##### ENTRIES SHOWN
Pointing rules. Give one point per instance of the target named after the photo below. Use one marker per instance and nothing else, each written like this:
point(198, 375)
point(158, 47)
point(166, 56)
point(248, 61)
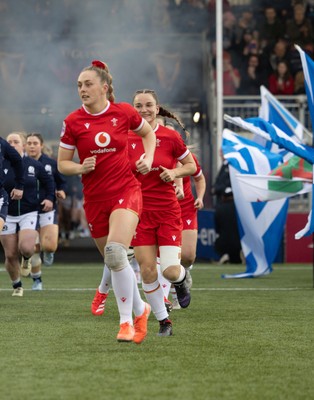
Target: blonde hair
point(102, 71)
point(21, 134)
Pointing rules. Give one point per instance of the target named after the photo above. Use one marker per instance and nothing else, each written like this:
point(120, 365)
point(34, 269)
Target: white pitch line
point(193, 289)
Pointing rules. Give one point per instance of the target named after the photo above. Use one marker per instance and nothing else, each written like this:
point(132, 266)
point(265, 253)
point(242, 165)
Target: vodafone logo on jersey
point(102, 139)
##########
##### ENTRIES SHOWN
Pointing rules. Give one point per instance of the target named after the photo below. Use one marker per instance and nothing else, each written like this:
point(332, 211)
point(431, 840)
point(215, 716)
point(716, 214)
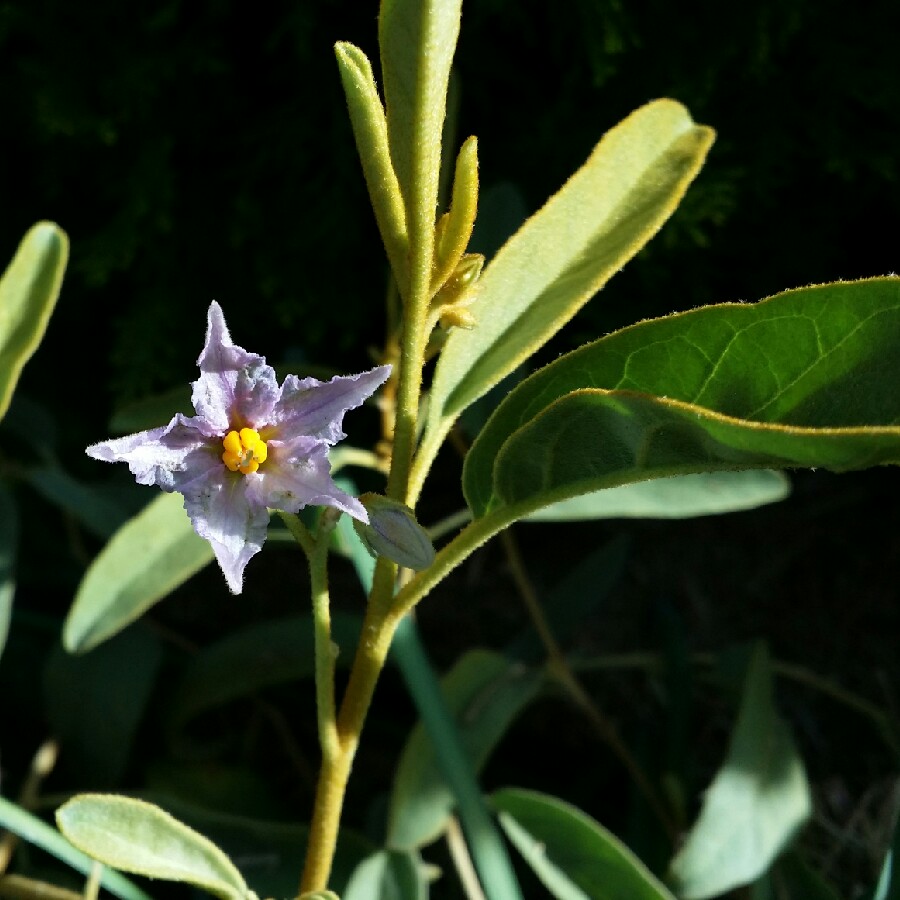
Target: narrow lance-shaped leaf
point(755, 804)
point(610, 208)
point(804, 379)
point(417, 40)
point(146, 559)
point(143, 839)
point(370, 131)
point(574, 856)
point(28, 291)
##########
Copy back exactly the lines above from the one containing "point(248, 61)" through the one containing "point(34, 269)", and leave every picture behind.

point(248, 61)
Target: blonde hair
point(102, 71)
point(21, 134)
Pointing rules. Give one point per instance of the target named after the photo above. Use one marker per instance and nothing else, each written like this:
point(120, 365)
point(34, 269)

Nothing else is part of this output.